> _TASK INSTRUCTIONS_
Extend the article on starving cancerous tumors with new material that follows its final sentence.

Starving Cancerous Tumors

Surrounded by her family, 51-year-old Martha Walker counts her blessings. She’s been married for 30 years, has five children and 14 grandchildren. Despite being told her chances of survival were slim, Martha is winning her battle against cancer.

Martha Walker, “I was so sick, let’s be honest, I thought I might pass away.”

Martha’s weapon is a new line of drugs being used to starve tumors to death.

For a tumor to grow, it must have blood vessels to feed it. This process is called angiogenesis. Now doctors in Houston are testing a drug called TNP-470. The drug is designed to stop blood vessels from growing and feeding the tumors.

Alfred Yung, M.D., neurologist & neuro-oncologist , M.D. Anderson Cancer Center, Houston, Texas, “I think it provides hope for cancer patients mainly because this is a whole new way of treating cancer.”

Here’s Martha’s lung tumor before treatment. And this is it after taking TNP-470. It disappeared.

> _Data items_
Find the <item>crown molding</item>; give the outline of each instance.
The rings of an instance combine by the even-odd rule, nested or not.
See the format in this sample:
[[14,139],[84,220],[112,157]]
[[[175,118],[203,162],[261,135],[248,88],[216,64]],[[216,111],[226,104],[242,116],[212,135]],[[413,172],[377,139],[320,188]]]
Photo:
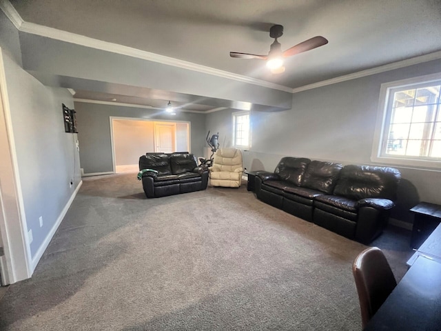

> _RESULT FOR THIS TASK_
Andrzej Kudelka, M.D., oncologist, M.D. Anderson Cancer Center, Houston, Texas, “We were really delighted and almost shocked to see actual shrinkage of the tumors.”

Martha Walker, “Now that the medicine worked and I’m doing great, I’m just thankful. I’m blessed. I really am.”

And she’ll be around to watch her grandchildren grow up.

The drugs are being tested on patients with cervical cancer, brain tumors, breast and prostate cancer. Another drug of the same type is thalidomide. That drug grabbed headlines in the 1960s because it caused severe birth defects. It is now being tested at centers around the United States.